◆ To do
Pictures aside, repeat every entry exactly.

◆ Stored entries
╔══

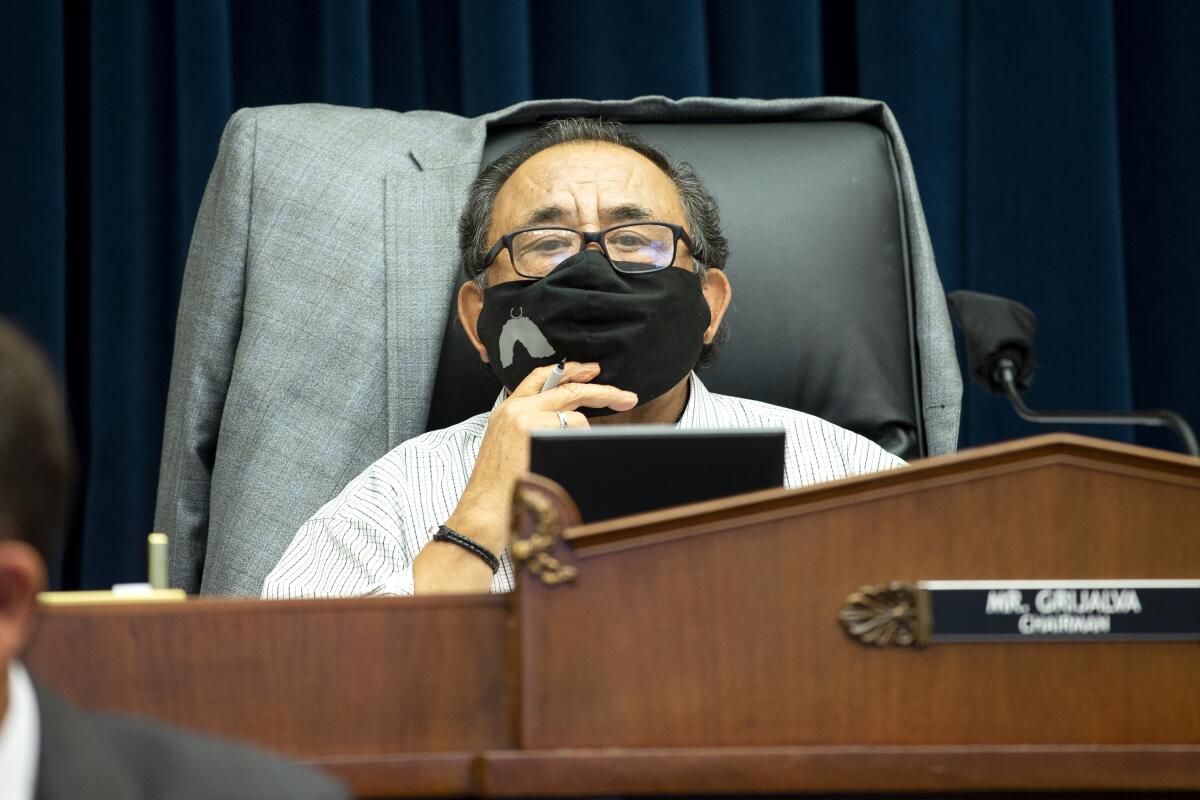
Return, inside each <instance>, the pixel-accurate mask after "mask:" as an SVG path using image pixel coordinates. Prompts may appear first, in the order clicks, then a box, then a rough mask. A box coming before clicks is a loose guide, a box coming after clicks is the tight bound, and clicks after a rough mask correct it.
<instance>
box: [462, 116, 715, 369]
mask: <svg viewBox="0 0 1200 800" xmlns="http://www.w3.org/2000/svg"><path fill="white" fill-rule="evenodd" d="M572 142H605V143H608V144H614V145H618V146H622V148H628V149H629V150H632V151H634V152H637V154H640V155H642V156H644V157H646V158H648V160H649V161H650V162H652V163H654V166H655V167H658V168H659V169H661V170H662V172H664V173H666V175H667V178H670V179H671V181H672V182H673V184H674V187H676V191H678V192H679V200H680V203H682V204H683V210H684V216H685V217H686V227H688V233H689V234H690V235H691V242H692V246H694V247H692V259H694V261H695V267H694V269H695V271H696V275H698V276H700V279H701V282H703V281H704V279H706V272H707V270H708V269H716V270H724V269H725V264H726V261H727V260H728V257H730V245H728V242H727V241H726V239H725V235H724V234H722V233H721V217H720V211H719V210H718V207H716V199H715V198H713V196H712V194H709V192H708V190H707V188H704V185H703V184H702V182H701V180H700V176H698V175H697V174H696V170H695V169H694V168H692V166H691V164H689V163H688V162H683V161H680V162H674V161H672V160H671V158H670V157H668V156H667V154H666V152H665V151H664V150H662V149H660V148H658V146H655V145H652V144H649V143H648V142H646V140H644V139H642V137H640V136H638V134H637V133H635V132H632V131H630V130H628V128H625V127H624V126H623V125H620V122H612V121H607V120H600V119H589V118H578V116H576V118H570V119H562V120H552V121H550V122H547V124H546V125H544V126H541V127H540V128H538V131H535V132H534V133H533V134H530V136H529V137H527V138H526V139H522V140H521V143H518V144H517V145H516V146H515V148H512V149H511V150H509V151H508V152H505V154H504V155H503V156H500V157H499V158H497V160H496V161H493V162H492V163H490V164H488V166H487V167H485V168H484V169H482V170H481V172H480V173H479V176H478V178H476V179H475V182H474V184H472V185H470V191H469V192H468V194H467V205H466V207H464V209H463V212H462V218H461V219H460V222H458V249H460V253H461V254H462V269H463V272H464V273H466V275H467V277H468V278H469V279H472V281H474V282H475V285H476V287H479V290H480V291H481V293H482V291H485V290H486V289H487V267H486V265H485V264H484V261H485V259H486V258H487V249H488V248H487V229H488V228H490V227H491V224H492V212H493V211H494V209H496V197H497V196H498V194H499V193H500V187H503V186H504V184H505V181H508V180H509V178H511V176H512V173H515V172H516V170H517V168H518V167H521V164H523V163H524V162H526V161H528V160H529V158H530V157H533V156H534V155H536V154H539V152H541V151H542V150H548V149H550V148H554V146H558V145H560V144H570V143H572ZM727 337H728V329H727V327H726V321H725V320H721V326H720V327H719V329H718V331H716V336H715V337H714V339H713V342H712V343H710V344H706V345H704V348H703V350H702V351H701V354H700V361H698V362H697V365H696V366H697V367H701V368H703V367H708V366H710V365H712V363H713V362H714V361H715V360H716V351H718V348H719V347H720V344H721V343H722V342H724V341H725V339H726V338H727Z"/></svg>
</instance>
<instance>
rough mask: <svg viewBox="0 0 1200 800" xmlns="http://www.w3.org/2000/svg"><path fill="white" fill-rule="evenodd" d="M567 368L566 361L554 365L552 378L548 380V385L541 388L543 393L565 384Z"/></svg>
mask: <svg viewBox="0 0 1200 800" xmlns="http://www.w3.org/2000/svg"><path fill="white" fill-rule="evenodd" d="M565 366H566V359H563V360H562V361H559V362H558V363H556V365H554V368H553V369H552V371H551V373H550V378H547V379H546V384H545V385H544V386H542V387H541V391H544V392H548V391H550V390H551V389H553V387H554V386H557V385H558V384H560V383H563V367H565Z"/></svg>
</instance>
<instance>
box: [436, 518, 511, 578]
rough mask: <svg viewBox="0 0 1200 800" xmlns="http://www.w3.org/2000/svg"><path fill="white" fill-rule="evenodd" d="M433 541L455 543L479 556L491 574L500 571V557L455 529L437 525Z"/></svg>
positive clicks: (467, 550)
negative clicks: (492, 553) (491, 570)
mask: <svg viewBox="0 0 1200 800" xmlns="http://www.w3.org/2000/svg"><path fill="white" fill-rule="evenodd" d="M433 541H436V542H450V543H451V545H457V546H458V547H461V548H463V549H464V551H469V552H470V553H474V554H475V555H478V557H479V558H481V559H482V560H484V563H485V564H487V566H490V567H492V575H496V573H497V572H499V571H500V559H498V558H496V557H494V555H493V554H492V551H490V549H487V548H486V547H484V546H482V545H480V543H479V542H476V541H473V540H470V539H468V537H466V536H463V535H462V534H460V533H458V531H457V530H451V529H450V528H446V527H445V525H438V533H436V534H433Z"/></svg>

╚══

◆ Response
Return, inside each <instance>, the pixel-accurate mask after "mask:" as an SVG path using image pixel coordinates. Prompts may appear first, in the order clicks, then a box, then a rough mask. A box coming before clicks is a loose guide, a box coming after clicks is the tight bound, and clicks after a rough mask correct it.
<instance>
box: [462, 116, 715, 369]
mask: <svg viewBox="0 0 1200 800" xmlns="http://www.w3.org/2000/svg"><path fill="white" fill-rule="evenodd" d="M572 142H605V143H608V144H614V145H618V146H622V148H628V149H629V150H632V151H634V152H637V154H640V155H642V156H644V157H646V158H648V160H649V161H650V162H652V163H654V166H655V167H658V168H659V169H661V170H662V172H664V173H666V175H667V178H670V179H671V181H672V182H673V184H674V187H676V191H678V192H679V200H680V203H682V204H683V210H684V216H685V217H686V227H688V233H689V234H690V235H691V242H692V246H694V247H692V259H694V261H695V267H694V269H695V271H696V275H698V276H700V279H701V282H703V281H704V279H706V272H707V270H708V269H716V270H724V269H725V264H726V261H727V260H728V257H730V245H728V242H727V241H726V239H725V235H724V234H722V233H721V217H720V211H719V210H718V207H716V199H715V198H713V196H712V194H709V192H708V190H707V188H704V185H703V184H702V182H701V180H700V176H698V175H697V174H696V170H695V169H694V168H692V166H691V164H689V163H688V162H683V161H680V162H674V161H672V160H671V158H670V157H668V156H667V154H666V152H665V151H664V150H662V149H660V148H658V146H655V145H652V144H649V143H648V142H646V140H644V139H642V137H640V136H638V134H637V133H635V132H632V131H630V130H628V128H625V127H624V126H623V125H620V122H612V121H607V120H600V119H589V118H578V116H576V118H570V119H562V120H552V121H550V122H547V124H546V125H544V126H541V127H540V128H538V131H535V132H534V133H533V134H530V136H529V137H527V138H526V139H522V140H521V143H518V144H517V145H516V146H515V148H512V149H511V150H509V151H508V152H505V154H504V155H503V156H500V157H499V158H497V160H496V161H493V162H492V163H490V164H488V166H487V167H485V168H484V169H482V170H481V172H480V173H479V176H478V178H476V179H475V182H474V184H472V185H470V191H469V192H468V194H467V205H466V207H464V209H463V212H462V218H461V219H460V222H458V249H460V253H461V254H462V269H463V272H464V273H466V275H467V277H468V278H469V279H472V281H474V282H475V285H476V287H479V290H480V291H481V293H482V291H485V290H486V289H487V267H486V265H485V264H484V261H485V259H486V258H487V249H488V248H487V229H488V228H490V227H491V224H492V212H493V211H494V209H496V197H497V196H498V194H499V193H500V187H503V186H504V184H505V181H508V180H509V178H511V176H512V173H515V172H516V170H517V168H518V167H521V164H523V163H524V162H526V161H528V160H529V158H530V157H533V156H534V155H536V154H539V152H541V151H542V150H548V149H550V148H554V146H558V145H560V144H570V143H572ZM727 337H728V329H727V327H726V321H725V320H721V326H720V327H719V329H718V331H716V336H715V337H714V339H713V342H712V343H710V344H706V345H704V348H703V350H702V351H701V354H700V361H698V362H697V365H696V366H697V367H701V368H703V367H708V366H710V365H712V363H713V362H714V361H715V360H716V351H718V348H719V347H720V344H721V343H722V342H724V341H725V339H726V338H727Z"/></svg>
</instance>
<instance>
rough mask: <svg viewBox="0 0 1200 800" xmlns="http://www.w3.org/2000/svg"><path fill="white" fill-rule="evenodd" d="M567 368L566 361L554 365L552 378L548 380V385L541 388L543 393L565 384Z"/></svg>
mask: <svg viewBox="0 0 1200 800" xmlns="http://www.w3.org/2000/svg"><path fill="white" fill-rule="evenodd" d="M565 366H566V359H563V360H562V361H559V362H558V363H556V365H554V368H553V369H552V371H551V373H550V378H547V379H546V384H545V385H544V386H542V387H541V391H544V392H548V391H550V390H551V389H553V387H554V386H557V385H558V384H560V383H563V367H565Z"/></svg>
</instance>
<instance>
box: [436, 518, 511, 578]
rough mask: <svg viewBox="0 0 1200 800" xmlns="http://www.w3.org/2000/svg"><path fill="white" fill-rule="evenodd" d="M433 541L455 543L479 556L491 574L500 571V557L455 529L437 525Z"/></svg>
positive clicks: (467, 550)
negative clicks: (492, 553) (491, 570)
mask: <svg viewBox="0 0 1200 800" xmlns="http://www.w3.org/2000/svg"><path fill="white" fill-rule="evenodd" d="M433 541H436V542H450V543H451V545H457V546H458V547H461V548H463V549H464V551H469V552H470V553H474V554H475V555H478V557H479V558H481V559H482V560H484V563H485V564H487V566H490V567H492V575H496V573H497V572H499V571H500V559H498V558H496V557H494V555H493V554H492V551H490V549H487V548H486V547H484V546H482V545H480V543H479V542H476V541H473V540H470V539H468V537H466V536H463V535H462V534H460V533H458V531H457V530H451V529H450V528H446V527H445V525H438V533H436V534H433Z"/></svg>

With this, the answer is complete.